▶ ZU LESENDER AUSZUG
"""
Kern erwartet bei der EU-Wahl eine harte „Auseinandersetzung mit den Rechtspopulisten“. Für die SPÖ handle es sich zudem um die „erste wichtige Auseinandersetzung mit der Regierung auf Bundesebene“. Deshalb werde man in die Wahlauseinandersetzung „mit voller Konsequenz reingehen“, so Kern. Die Entscheidung über den europaweiten S&D-Spitzenkandidaten steht laut Kern erst am Anfang. In Salzburg habe man dazu eine „sehr, sehr positive Diskussion“ über Auswahlprozess und Optionen geführt, berichtete der Noch-Parteichef.

Abseits der eigenen Parteifamilie soll Kern dem Vernehmen nach auch das Wohlwollen von Frankreichs liberalem und ehemals sozialdemokratischem Staatspräsidenten Emmanuel Macron haben. Dieser hat sich mit seiner Bewegung bisher keiner EU-Parteienfamilie angeschlossen, ist aber mit den Liberalen in Gesprächen über eine Kooperation.
"""
▶ DATENZEILEN
"""
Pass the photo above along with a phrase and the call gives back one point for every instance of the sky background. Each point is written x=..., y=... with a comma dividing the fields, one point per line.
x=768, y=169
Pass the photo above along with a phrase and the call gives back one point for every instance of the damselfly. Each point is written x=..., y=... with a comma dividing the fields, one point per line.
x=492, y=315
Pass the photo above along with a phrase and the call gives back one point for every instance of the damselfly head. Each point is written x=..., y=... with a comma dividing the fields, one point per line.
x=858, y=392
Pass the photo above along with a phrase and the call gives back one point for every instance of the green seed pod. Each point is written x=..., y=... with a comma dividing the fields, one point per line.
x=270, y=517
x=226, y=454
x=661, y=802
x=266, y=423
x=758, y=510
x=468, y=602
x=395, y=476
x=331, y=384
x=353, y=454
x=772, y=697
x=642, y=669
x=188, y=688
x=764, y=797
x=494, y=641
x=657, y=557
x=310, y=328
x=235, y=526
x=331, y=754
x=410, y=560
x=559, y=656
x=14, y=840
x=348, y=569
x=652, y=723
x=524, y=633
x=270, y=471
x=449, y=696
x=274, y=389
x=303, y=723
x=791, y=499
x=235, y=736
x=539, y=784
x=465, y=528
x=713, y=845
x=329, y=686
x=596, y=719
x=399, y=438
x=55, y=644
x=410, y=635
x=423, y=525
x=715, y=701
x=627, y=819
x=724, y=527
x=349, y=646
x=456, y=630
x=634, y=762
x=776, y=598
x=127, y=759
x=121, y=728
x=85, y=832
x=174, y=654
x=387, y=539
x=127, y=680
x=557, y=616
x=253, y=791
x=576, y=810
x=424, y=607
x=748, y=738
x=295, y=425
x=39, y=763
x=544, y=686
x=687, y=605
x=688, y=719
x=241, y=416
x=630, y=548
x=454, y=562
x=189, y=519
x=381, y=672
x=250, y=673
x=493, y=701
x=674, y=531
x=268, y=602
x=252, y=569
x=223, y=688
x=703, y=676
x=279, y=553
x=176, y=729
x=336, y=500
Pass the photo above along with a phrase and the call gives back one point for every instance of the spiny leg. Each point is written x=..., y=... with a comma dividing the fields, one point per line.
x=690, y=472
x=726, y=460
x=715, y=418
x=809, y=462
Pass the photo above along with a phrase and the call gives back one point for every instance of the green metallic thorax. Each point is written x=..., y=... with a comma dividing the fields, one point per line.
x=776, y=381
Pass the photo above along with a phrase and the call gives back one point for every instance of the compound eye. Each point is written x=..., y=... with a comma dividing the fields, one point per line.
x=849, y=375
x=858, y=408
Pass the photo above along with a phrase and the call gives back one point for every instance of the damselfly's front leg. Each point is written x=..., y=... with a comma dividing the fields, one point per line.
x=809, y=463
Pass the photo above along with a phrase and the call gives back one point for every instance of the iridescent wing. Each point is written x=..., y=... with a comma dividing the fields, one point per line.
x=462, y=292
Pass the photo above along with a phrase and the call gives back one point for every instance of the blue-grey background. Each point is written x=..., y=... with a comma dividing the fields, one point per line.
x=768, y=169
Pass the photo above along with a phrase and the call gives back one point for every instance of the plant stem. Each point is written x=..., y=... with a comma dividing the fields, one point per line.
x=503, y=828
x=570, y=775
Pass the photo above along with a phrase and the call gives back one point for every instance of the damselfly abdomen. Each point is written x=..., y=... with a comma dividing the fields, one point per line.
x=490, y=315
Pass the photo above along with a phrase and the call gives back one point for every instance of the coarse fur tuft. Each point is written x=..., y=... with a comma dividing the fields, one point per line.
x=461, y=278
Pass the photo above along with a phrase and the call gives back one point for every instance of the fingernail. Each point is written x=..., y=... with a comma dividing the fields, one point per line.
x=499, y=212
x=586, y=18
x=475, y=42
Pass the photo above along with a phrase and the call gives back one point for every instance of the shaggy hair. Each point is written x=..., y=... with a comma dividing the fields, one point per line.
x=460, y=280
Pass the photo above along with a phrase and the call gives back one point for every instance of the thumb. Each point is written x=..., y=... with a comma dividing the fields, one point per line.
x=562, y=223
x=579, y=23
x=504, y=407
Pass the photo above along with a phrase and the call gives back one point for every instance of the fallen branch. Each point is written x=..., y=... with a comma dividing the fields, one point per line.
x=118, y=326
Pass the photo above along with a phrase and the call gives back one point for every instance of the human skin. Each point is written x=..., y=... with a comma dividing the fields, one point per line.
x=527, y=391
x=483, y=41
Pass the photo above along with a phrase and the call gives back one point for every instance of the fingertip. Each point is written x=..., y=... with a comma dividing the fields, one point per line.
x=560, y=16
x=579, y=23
"""
▶ PROBLEME UND AUFGABEN
a – Entscheide für jede Aussage, ob sie mit dem Text über Kern und die EU-Wahl übereinstimmt, und belege dein Ja oder Nein mit den entscheidenden Worten des Textes im genauen Wortlaut. (i) Kern rechnet bei der EU-Wahl mit einer harten Auseinandersetzung mit den Rechtspopulisten. (ii) Über den europaweiten S&D-Spitzenkandidaten ist bereits entschieden. (iii) Macron hat sich mit seiner Bewegung einer EU-Parteienfamilie angeschlossen.
b – Führe den Text über Kern und die EU-Wahl im Anschluss an seinen letzten Satz weiter.

▶ ALS ANTWORT
a –
(i) Ja: „Kern erwartet bei der EU-Wahl eine harte „Auseinandersetzung mit den Rechtspopulisten““
(ii) Nein: „Die Entscheidung über den europaweiten S&D-Spitzenkandidaten steht laut Kern erst am Anfang.“
(iii) Nein: „Dieser hat sich mit seiner Bewegung bisher keiner EU-Parteienfamilie angeschlossen“

b –
Schwierige Suche nach Nachfolger

Zur schwierigen Lage der SPÖ meinte Kern, dass er in den nächsten Tagen ein Profil seines Nachfolgers oder seiner Nachfolgerin erarbeiten werde, dann werde man dem Parteipräsidium Vorschläge vorlegen und gemeinsam zu einem Ergebnis kommen. Der Pool, aus dem Kern schöpfen kann, schrumpfte bereits zusammen.

SPÖ-Chef-Nachfolger gesucht

Sowohl Peter Kaiser als auch Doris Bures und Hans Peter Doskozil lehnten eine Nachfolge Kerns bereits ab.

Nachdem schon am Dienstag der Kärntner Landeshauptmann Peter Kaiser abgewunken hatte, erteilten am Mittwoch auch die Zweite Nationalratspräsidentin Doris Bures und der burgenländische Neo-SPÖ-Chef Hans Peter Doskozil Spekulationen über ihre Person eine Absage. Noch nicht in die Karten schauen lassen wollte sich Gesundheitssprecherin Pamela Rendi-Wagner.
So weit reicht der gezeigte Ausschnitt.